**Material for the task**
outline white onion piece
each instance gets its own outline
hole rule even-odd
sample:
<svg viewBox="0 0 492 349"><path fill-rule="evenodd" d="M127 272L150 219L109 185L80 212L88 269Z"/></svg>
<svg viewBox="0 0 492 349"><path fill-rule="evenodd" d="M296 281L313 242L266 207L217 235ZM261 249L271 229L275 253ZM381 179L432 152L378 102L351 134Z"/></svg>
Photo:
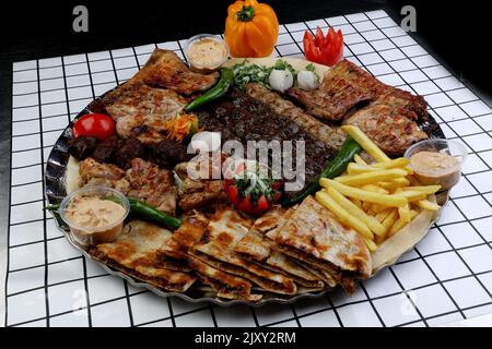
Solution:
<svg viewBox="0 0 492 349"><path fill-rule="evenodd" d="M216 152L221 148L221 133L209 131L195 133L190 145L195 153L197 151L200 151L201 154Z"/></svg>
<svg viewBox="0 0 492 349"><path fill-rule="evenodd" d="M291 88L294 85L294 76L289 70L277 70L273 69L268 76L268 82L270 87L278 92L284 92L288 88Z"/></svg>
<svg viewBox="0 0 492 349"><path fill-rule="evenodd" d="M297 73L297 86L305 91L312 91L319 86L318 77L315 73L303 70Z"/></svg>

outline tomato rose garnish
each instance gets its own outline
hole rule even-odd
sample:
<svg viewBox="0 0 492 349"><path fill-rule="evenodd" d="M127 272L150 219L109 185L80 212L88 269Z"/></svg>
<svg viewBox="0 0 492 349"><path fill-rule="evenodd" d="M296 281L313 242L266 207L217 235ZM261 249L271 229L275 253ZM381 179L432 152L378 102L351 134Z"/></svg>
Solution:
<svg viewBox="0 0 492 349"><path fill-rule="evenodd" d="M72 128L73 137L93 136L101 141L116 133L116 123L110 117L104 113L86 113L75 120Z"/></svg>
<svg viewBox="0 0 492 349"><path fill-rule="evenodd" d="M335 32L330 27L326 36L319 26L316 36L306 31L303 44L308 61L332 67L343 58L343 35L340 29Z"/></svg>
<svg viewBox="0 0 492 349"><path fill-rule="evenodd" d="M239 164L224 180L224 191L234 207L253 216L261 215L279 201L281 186L279 181L260 173L257 165L251 170Z"/></svg>

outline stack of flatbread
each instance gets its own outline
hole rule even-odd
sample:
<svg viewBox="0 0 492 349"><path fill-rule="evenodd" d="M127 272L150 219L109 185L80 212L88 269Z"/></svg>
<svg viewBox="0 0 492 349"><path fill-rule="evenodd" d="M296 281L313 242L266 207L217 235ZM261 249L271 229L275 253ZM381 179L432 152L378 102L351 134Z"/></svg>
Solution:
<svg viewBox="0 0 492 349"><path fill-rule="evenodd" d="M225 205L208 216L191 210L174 232L133 220L89 253L166 291L185 292L199 279L216 297L247 301L337 285L351 293L372 270L359 234L312 196L256 220Z"/></svg>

**Exercise description**
Rewrite the data from the start through the line containing "73L297 86L305 91L312", inclusive, swapping "white onion" for "red onion" and leaving everything else unchanged. Omit the pictures.

**Reply**
outline red onion piece
each instance gets its own outline
hole rule even-odd
sample:
<svg viewBox="0 0 492 349"><path fill-rule="evenodd" d="M127 272L150 219L109 185L80 212L88 269Z"/></svg>
<svg viewBox="0 0 492 349"><path fill-rule="evenodd" d="M296 281L313 242L266 207L217 235ZM261 249L271 229L275 253ZM381 179L432 152L378 102L351 134Z"/></svg>
Photo:
Solution:
<svg viewBox="0 0 492 349"><path fill-rule="evenodd" d="M216 152L221 148L221 133L209 131L195 133L190 145L195 153L197 151L200 151L201 154Z"/></svg>
<svg viewBox="0 0 492 349"><path fill-rule="evenodd" d="M291 88L294 85L294 76L289 70L277 70L273 69L268 76L268 82L270 87L278 92L284 92L288 88Z"/></svg>
<svg viewBox="0 0 492 349"><path fill-rule="evenodd" d="M297 73L297 86L305 91L312 91L319 86L318 77L315 73L303 70Z"/></svg>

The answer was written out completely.